DOCUMENT SECTION ▸
Weekly Report [2]
Weekly Report [2]
Jinning, 07/25/2018
[Newest Research Proposal]
[Project Github]
Determined Research Topic
My research topic is Criteo Ad Placement
. The Criteo dataset has the format: \((c, a, \delta, p)\). This format is the same as BanditNet.
- \(c\) contextual feature
- \(a\) action from Criteo policy
- \(\delta\) loss (click or not)
- \(p\) propensity. \(p(slot1=p)=\frac{f_p}{\sum_{p'\in P_c}f_{p'}}\)
My task: building model \(h:c\times a \rightarrow \delta\). In another word, calculate the score of every candidate ad, then derive \(\hat{\pi}\). For example, \(\hat{\pi}=\arg \max_{a\in A}h(c, a)\).
I should try to combine propensity infomation to reduce the bias. For example, we can let \(\hat{h}=\arg \min_w\sum\frac{\hat{\pi}(c, a)}{p_i}(w\phi (c, a)-\delta)\).
Paper Reading
Large-scale Validation of Counterfactual Learning Methods: A Test-Bed
@article{lefortier2016large, title={Large-scale validation of counterfactual learning methods: A test-bed}, author={Lefortier, Damien and Swaminathan, Adith and Gu, Xiaotao and Joachims, Thorsten and de Rijke, Maarten}, journal={arXiv preprint arXiv:1612.00367}, year={2016} }
This paper introduces the criteo dataset’s data format, evaluation metric(IPS) and baselines.
Example Data format:
example 32343877: 57702caea2a35f22a32c43a4b57e2a3057702caf1993e0165eb115f689a5b0bb 0 1.102191e-01 2 17 1:300 2:250 3:0 4:16 5:2 6:1 7:21 8:79 9:31 10:2
0 exid:32343877 11:1 12:0 13:0 14:0 15:0 16:2 23:20 24:95 25:40 32:26 35:61
0 exid:32343877 11:0 12:1 13:0 14:1 15:0 17:2 21:10 22:80 24:103 25:43 33:29 35:65
0 exid:32343877 11:0 12:1 13:0 14:1 15:0 17:2 21:10 22:54 24:103 25:43 33:29 35:65
0 exid:32343877 11:0 12:1 13:0 14:1 15:0 17:2 21:10 22:63 24:103 25:43 33:29 35:65
...

DATASET SECTION ▸
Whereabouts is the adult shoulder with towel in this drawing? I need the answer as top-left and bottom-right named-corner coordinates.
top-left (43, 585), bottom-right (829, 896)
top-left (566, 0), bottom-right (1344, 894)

GIVEN REQUEST 1 ▸ In the weekly report on Criteo ad placement, what does δ stand for in the dataset format?
GIVEN REQUEST 2 ▸ In the weekly report on Criteo ad placement, why should propensity information be combined into the model?
GIVEN REQUEST 3 ▸ Pick up the weekly report on Criteo ad placement from the point where it stops and keep writing.
The listing has nothing to do with what comes next.

EXPECTED ANSWER 1 ▸ δ is the loss, meaning whether the ad was clicked or not.

EXPECTED ANSWER 2 ▸ The report says propensity information should be combined to reduce the bias. As an example, it weights each term in the minimized sum by π̂(c, a) divided by p_i.

EXPECTED ANSWER 3 ▸
This dataset is multi-slot. In order to simplify the task, I will use the preprocessed CrowdAI dataset. CrowdAI dataset is one slot based. The size of dataset is still quite large.
Metric
IPS metric: \[ \hat{R}(\pi)=\sum_{i=1}^{N}\delta_i\frac{\pi(y_i|x_i)}{q_i} \]
Experiment
Try the code of FTRL
Try the code using Online Learning model FTRL
, which is the rank1 in NIPS ’17 Workshop: Criteo Ad Placement Challenge His Github. I reproduce his result: IPS=55.725.
Write my own code of LR
I write my own code of Logistic Regression (MLP) with Pytorch (GPU). Newest Project Codes can be found here: Project Github. This is a well developed frame. It is easy to be extended to other models like FM and deep learning.
My first logistic regression model receives an one-hot
input of size Batch * Dim
of a candidate Ad. Dim
is the dimension of features. Then go through a linear layer of dimension Dim
with ReLU activation, then a linear layer of dimension 4096
. A sigmoid function is followed. Binary Cross Entropy (BCE) loss is applied.
Result
The result really surprise me ! I got an IPS=59.249. Which is much higher than the Rank1 player in CrowdAI challenge! And I only train for \(2\) epoch. Even ensemble is not applied.
I feel regretful that I didn’t attend this challenge last year. Or I should have earned an award of 2000 dollars
Other methods and applying of propensity are to be completed.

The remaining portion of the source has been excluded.